> _Work required_:
In the records that follow, the lines from the one containing "query | spot the black suit" to the one containing "query | spot the camouflage uniform", inclusive, are to be given again exactly.

> _Provided records_:
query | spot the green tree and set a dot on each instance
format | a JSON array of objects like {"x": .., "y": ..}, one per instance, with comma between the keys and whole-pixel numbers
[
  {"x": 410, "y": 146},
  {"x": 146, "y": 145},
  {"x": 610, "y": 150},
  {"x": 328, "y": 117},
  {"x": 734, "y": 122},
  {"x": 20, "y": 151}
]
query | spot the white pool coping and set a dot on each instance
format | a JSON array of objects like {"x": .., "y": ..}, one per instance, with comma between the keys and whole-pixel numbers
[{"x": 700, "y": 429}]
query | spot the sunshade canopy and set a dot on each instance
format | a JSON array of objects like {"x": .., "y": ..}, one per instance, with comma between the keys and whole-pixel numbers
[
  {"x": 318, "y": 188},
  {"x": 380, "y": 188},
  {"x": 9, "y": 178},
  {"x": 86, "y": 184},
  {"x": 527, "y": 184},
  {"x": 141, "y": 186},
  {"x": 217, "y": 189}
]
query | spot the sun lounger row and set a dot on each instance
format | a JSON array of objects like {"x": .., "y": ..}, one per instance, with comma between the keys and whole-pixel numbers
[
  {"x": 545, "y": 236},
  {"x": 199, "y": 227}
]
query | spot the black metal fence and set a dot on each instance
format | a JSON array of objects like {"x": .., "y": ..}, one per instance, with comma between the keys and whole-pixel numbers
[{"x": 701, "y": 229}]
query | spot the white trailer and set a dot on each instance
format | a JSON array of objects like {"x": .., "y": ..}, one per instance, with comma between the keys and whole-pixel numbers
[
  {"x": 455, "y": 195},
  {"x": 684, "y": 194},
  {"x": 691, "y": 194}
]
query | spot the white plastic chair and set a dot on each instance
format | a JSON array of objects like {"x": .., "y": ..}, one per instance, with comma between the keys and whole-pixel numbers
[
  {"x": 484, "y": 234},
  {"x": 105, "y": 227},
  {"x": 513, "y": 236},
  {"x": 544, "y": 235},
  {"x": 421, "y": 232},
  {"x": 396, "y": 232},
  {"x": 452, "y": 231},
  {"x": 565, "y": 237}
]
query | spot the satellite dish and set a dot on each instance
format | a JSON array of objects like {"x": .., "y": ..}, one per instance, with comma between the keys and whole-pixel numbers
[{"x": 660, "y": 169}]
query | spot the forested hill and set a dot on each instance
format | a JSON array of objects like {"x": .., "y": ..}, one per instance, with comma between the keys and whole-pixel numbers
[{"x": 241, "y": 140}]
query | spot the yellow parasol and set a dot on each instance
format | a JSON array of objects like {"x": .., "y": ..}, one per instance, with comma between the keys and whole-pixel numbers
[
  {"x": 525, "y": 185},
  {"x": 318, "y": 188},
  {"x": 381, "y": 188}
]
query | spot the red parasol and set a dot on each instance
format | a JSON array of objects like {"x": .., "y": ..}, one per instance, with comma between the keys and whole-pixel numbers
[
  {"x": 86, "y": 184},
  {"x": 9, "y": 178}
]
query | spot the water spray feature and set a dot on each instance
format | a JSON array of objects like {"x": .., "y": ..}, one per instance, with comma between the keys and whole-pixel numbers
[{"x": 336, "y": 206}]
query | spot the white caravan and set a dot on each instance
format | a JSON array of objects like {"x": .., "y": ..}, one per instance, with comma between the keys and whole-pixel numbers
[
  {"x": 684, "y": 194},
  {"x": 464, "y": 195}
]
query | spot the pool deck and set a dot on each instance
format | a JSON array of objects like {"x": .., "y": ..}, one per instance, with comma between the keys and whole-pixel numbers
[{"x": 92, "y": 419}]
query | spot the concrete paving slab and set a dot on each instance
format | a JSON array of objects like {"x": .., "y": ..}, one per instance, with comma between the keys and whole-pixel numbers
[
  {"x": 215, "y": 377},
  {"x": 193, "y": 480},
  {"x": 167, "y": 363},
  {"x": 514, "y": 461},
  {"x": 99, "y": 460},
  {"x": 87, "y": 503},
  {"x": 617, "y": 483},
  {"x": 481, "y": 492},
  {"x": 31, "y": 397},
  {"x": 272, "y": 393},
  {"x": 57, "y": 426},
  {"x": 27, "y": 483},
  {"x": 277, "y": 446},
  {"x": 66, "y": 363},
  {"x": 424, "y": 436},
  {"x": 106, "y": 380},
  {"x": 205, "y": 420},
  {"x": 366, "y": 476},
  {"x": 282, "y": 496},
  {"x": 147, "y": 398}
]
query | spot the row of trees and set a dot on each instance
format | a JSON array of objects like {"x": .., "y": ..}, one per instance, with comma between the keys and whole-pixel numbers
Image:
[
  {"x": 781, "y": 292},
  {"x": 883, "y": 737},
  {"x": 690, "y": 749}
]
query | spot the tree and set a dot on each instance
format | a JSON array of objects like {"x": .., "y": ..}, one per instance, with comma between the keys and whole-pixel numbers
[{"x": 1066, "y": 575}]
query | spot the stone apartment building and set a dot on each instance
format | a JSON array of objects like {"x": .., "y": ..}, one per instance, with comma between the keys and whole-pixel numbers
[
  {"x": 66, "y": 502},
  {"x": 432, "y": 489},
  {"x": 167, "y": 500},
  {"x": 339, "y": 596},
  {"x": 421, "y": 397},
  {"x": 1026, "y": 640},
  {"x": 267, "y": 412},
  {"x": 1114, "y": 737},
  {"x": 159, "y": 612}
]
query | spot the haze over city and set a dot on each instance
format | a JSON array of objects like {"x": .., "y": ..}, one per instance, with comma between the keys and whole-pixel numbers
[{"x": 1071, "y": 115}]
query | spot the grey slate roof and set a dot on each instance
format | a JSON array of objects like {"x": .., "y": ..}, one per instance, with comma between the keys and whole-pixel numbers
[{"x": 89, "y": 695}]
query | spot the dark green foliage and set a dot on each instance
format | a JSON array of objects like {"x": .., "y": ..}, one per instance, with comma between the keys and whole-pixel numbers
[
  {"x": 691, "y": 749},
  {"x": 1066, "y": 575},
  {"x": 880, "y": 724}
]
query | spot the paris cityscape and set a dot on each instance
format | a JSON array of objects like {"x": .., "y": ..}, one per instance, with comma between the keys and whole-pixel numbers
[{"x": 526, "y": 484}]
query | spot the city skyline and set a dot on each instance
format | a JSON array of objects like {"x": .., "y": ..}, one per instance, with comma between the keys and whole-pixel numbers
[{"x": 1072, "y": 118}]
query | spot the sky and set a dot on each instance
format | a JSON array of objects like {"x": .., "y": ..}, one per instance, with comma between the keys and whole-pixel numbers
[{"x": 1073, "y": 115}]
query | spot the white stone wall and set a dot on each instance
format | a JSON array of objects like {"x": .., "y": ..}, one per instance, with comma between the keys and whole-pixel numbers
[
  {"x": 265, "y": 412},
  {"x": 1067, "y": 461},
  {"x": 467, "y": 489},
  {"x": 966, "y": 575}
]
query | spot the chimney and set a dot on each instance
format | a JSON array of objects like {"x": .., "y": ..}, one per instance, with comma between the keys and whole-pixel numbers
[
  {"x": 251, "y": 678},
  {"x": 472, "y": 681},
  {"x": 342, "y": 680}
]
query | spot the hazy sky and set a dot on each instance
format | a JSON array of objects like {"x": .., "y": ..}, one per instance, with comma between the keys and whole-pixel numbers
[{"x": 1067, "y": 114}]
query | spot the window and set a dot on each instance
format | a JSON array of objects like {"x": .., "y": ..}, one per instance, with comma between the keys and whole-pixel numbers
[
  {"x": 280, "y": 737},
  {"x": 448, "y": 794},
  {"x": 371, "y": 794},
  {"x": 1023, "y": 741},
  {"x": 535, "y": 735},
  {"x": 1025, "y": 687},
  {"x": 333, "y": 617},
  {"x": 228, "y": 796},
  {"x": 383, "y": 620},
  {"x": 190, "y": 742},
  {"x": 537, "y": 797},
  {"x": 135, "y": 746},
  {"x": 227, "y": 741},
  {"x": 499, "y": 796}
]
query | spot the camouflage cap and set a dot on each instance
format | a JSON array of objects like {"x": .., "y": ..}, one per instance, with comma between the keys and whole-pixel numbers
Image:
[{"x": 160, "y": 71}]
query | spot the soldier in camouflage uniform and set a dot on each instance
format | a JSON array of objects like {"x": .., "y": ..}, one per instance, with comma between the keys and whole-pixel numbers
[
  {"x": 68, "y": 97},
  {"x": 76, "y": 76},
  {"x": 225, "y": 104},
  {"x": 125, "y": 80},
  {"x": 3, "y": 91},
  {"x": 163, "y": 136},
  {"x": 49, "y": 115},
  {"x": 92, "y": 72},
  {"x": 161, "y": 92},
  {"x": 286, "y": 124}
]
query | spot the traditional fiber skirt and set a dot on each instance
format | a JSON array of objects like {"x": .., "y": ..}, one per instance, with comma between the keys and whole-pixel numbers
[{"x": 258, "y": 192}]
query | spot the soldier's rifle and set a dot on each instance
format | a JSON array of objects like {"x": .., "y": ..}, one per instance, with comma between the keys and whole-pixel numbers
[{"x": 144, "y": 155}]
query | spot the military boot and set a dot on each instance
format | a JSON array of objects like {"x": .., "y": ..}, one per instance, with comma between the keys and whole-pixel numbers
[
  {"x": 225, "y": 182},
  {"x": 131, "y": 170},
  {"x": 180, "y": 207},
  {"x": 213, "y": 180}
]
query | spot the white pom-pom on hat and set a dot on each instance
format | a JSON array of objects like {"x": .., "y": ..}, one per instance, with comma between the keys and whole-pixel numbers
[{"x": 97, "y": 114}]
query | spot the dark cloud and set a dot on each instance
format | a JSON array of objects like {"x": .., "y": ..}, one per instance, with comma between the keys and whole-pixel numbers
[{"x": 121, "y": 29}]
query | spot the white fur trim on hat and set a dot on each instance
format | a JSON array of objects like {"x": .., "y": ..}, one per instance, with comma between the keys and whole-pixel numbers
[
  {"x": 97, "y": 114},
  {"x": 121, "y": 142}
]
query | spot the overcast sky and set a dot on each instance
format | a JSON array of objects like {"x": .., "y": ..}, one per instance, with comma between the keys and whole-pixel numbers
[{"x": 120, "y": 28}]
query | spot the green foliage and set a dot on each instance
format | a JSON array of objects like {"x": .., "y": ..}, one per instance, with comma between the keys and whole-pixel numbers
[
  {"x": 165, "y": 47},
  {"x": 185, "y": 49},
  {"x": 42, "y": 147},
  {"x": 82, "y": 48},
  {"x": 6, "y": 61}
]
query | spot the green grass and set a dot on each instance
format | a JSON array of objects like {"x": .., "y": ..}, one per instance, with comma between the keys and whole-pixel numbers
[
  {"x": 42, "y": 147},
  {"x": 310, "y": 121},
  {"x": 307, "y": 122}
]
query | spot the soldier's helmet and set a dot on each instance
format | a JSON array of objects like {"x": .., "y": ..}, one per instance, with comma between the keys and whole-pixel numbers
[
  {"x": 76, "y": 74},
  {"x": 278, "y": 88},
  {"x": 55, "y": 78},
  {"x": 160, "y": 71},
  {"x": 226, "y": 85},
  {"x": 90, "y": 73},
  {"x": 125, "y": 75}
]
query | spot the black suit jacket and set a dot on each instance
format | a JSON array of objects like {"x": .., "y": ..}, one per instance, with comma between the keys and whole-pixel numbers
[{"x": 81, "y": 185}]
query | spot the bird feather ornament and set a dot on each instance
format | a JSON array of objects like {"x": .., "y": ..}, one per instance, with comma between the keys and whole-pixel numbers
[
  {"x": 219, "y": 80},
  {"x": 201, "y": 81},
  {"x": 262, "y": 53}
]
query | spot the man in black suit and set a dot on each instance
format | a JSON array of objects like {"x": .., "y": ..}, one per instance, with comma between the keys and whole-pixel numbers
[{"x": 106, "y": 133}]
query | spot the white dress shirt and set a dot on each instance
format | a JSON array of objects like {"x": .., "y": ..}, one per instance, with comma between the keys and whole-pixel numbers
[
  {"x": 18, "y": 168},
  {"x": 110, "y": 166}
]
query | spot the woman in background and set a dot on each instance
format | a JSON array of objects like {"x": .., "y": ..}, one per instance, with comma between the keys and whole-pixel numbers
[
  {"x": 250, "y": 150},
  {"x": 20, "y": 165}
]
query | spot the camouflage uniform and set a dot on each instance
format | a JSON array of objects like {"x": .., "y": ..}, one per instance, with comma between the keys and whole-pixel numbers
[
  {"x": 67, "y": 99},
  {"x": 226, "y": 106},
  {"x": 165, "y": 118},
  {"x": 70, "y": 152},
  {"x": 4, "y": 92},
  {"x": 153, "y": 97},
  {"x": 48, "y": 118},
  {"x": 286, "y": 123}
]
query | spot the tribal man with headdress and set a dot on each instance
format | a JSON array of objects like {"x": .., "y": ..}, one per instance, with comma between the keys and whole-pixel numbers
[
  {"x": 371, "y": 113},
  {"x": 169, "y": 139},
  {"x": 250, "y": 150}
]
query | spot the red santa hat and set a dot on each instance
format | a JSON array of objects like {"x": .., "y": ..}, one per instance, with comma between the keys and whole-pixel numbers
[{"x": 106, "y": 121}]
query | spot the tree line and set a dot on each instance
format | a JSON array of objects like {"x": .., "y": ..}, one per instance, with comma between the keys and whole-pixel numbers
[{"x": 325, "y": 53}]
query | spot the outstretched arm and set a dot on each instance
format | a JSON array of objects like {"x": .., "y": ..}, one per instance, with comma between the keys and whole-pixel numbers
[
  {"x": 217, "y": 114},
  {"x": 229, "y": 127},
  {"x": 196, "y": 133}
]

> _Response below_:
query | spot the black suit jacket and set a dot on each instance
format | a JSON array of objects like {"x": .., "y": ..}, one per instance, with comma between the keys and whole-pixel numbers
[{"x": 81, "y": 185}]
query | spot the bird feather ornament and set a dot on each instance
format | a JSON array of objects like {"x": .., "y": ..}, one per instance, with comma between the keys and whole-pixel numbers
[
  {"x": 219, "y": 80},
  {"x": 201, "y": 81},
  {"x": 262, "y": 53}
]
query | spot the man in black suit and set a dot on each instance
format | a JSON array of objects like {"x": .., "y": ..}, one per instance, with comma between the keys and whole-pixel numbers
[{"x": 106, "y": 133}]
query | spot the white dress shirt and set a dot on each instance
format | a JSON array of objects like {"x": .., "y": ..}, one per instance, with comma between the keys and whole-pixel numbers
[
  {"x": 18, "y": 168},
  {"x": 110, "y": 166}
]
query | spot the woman in background and set a dot on each instance
format | a JSON array of objects like {"x": .., "y": ..}, one per instance, with comma between the keys and whole-pixel numbers
[
  {"x": 250, "y": 150},
  {"x": 20, "y": 165}
]
query | spot the camouflage uniform and set a dot on each instance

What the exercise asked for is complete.